DOCUMENT
--- --- ---
Virginia E. Johnson (Lizzy Caplan) joins the department as a secretary, but soon works her way onto Masters’ team. It helps that she’s attractive and equally passionate in Masters’ work. She enlightens him as to why a woman would fake an orgasm, a concept that is entirely foreign to Masters (along with all of the male species it would seem).
So bold is his work that Masters gets little support from University dean Barton Scully (Beau Bridges). It’s considered too lewd to discuss as education or science. Masters threatens to walk if his work isn’t better supported.
With the best it can muster from Mad Men‘s stylings (and cigarettes), Masters of Sex rolls back respectability. If you’re easily shocked then the sight of vibrators, bare breasts and sexual positions may not be for you. But like Mad Men and The Americans, this takes us back to an era of change, where actors are given room to work with some good material.
Michael Sheen underplays his role as the scientist with a bright mind. His feelings and flaws as both man and husband are secondary to his diligence for work. Perhaps like The X Files (or is that Sex Files?) Masters is the logical part of this duo, while Johnson’s feminine touch draws out the emotion in the man. Lizzy Caplan is alluring as Johnson, retaining an air of respectability despite murmurs about the pornographic nature of their work.
--- --- ---
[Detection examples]
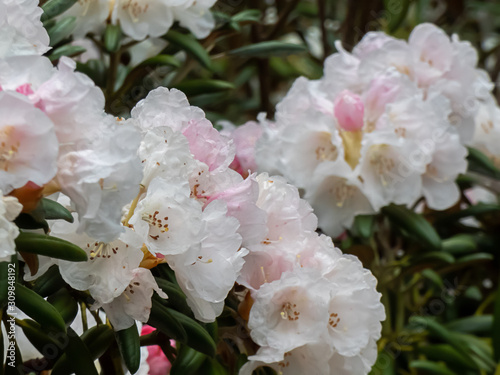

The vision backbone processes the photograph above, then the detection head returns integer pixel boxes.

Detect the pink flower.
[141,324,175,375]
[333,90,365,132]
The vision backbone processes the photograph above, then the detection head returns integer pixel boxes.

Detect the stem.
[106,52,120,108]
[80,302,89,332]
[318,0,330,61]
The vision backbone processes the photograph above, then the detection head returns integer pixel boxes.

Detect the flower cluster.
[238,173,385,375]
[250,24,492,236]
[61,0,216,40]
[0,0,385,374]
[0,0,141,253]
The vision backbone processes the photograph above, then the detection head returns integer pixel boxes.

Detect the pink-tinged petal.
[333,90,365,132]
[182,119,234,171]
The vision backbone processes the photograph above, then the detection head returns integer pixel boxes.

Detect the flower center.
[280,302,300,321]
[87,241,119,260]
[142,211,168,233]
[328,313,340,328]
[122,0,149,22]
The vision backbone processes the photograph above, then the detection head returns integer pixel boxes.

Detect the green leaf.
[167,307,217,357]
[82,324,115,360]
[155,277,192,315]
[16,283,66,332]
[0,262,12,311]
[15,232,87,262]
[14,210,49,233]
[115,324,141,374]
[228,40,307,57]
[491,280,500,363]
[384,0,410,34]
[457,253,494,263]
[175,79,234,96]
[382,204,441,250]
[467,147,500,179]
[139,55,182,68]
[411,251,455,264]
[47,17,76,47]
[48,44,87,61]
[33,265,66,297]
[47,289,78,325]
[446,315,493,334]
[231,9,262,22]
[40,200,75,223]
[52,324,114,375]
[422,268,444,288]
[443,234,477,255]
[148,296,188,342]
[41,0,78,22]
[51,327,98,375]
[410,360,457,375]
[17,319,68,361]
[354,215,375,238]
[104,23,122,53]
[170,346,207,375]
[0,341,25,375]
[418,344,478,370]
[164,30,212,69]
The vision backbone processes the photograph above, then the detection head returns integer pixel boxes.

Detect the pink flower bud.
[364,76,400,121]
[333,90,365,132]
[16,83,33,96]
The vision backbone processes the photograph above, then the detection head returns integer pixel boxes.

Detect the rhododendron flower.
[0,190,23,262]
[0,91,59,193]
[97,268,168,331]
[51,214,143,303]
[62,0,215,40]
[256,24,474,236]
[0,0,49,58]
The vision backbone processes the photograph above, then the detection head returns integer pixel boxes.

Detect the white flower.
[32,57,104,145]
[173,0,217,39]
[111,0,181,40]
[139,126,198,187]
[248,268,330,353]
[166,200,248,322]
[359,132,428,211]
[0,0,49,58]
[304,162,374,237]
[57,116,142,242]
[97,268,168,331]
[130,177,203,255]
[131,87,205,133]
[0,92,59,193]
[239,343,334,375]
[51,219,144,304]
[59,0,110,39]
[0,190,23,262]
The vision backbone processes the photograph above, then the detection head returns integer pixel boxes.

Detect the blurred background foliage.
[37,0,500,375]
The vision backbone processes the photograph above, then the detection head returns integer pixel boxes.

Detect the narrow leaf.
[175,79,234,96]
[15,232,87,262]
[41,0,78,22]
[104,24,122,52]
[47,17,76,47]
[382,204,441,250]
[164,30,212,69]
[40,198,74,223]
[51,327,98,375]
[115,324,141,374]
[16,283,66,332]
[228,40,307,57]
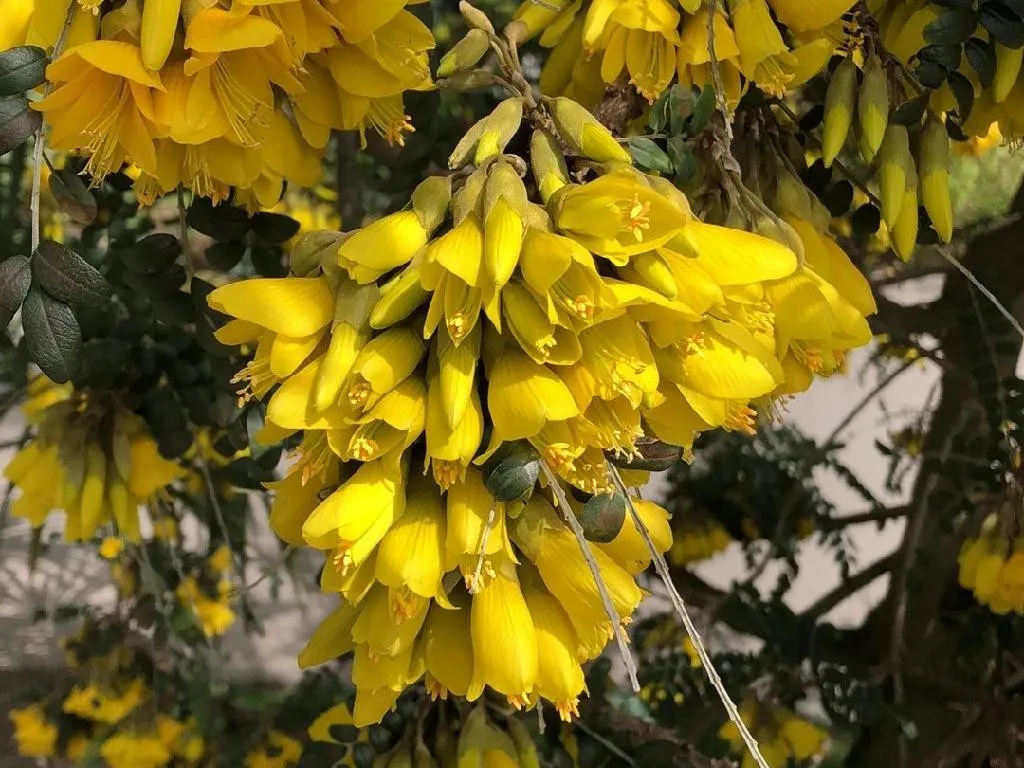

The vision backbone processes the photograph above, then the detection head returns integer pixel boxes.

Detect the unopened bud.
--- --- ---
STATED EXERCISE A
According to the Masters of Sex review, which actor plays University dean Barton Scully?
STATED EXERCISE B
Write out the part of the Masters of Sex review from "With the best" up to and including "of their work.".
STATED EXERCISE C
Extend the Masters of Sex review beyond its final sentence.
The rows have nothing to do with the text.

EXERCISE RESPONSE A
Beau Bridges

EXERCISE RESPONSE B
With the best it can muster from Mad Men‘s stylings (and cigarettes), Masters of Sex rolls back respectability. If you’re easily shocked then the sight of vibrators, bare breasts and sexual positions may not be for you. But like Mad Men and The Americans, this takes us back to an era of change, where actors are given room to work with some good material.
Michael Sheen underplays his role as the scientist with a bright mind. His feelings and flaws as both man and husband are secondary to his diligence for work. Perhaps like The X Files (or is that Sex Files?) Masters is the logical part of this duo, while Johnson’s feminine touch draws out the emotion in the man. Lizzy Caplan is alluring as Johnson, retaining an air of respectability despite murmurs about the pornographic nature of their work.

EXERCISE RESPONSE C
While Masters of Sex is an essay in the science of pioneering sexuality, the players are also subject to attraction, jealousy, ego and ambition. It’s these qualities, and the performances of the cast, that will draw us back to watching as episodic television. If you’re here for the pink bits you aren’t likely to sit through the character scenes, which are well-constructed at the outset.
With Vikings SBS has given us some solid Thursday alternatives and now Masters of Sex is a great follow-up. This is one of those rare times when you can be glad Pay TV didn’t get its hands on it first.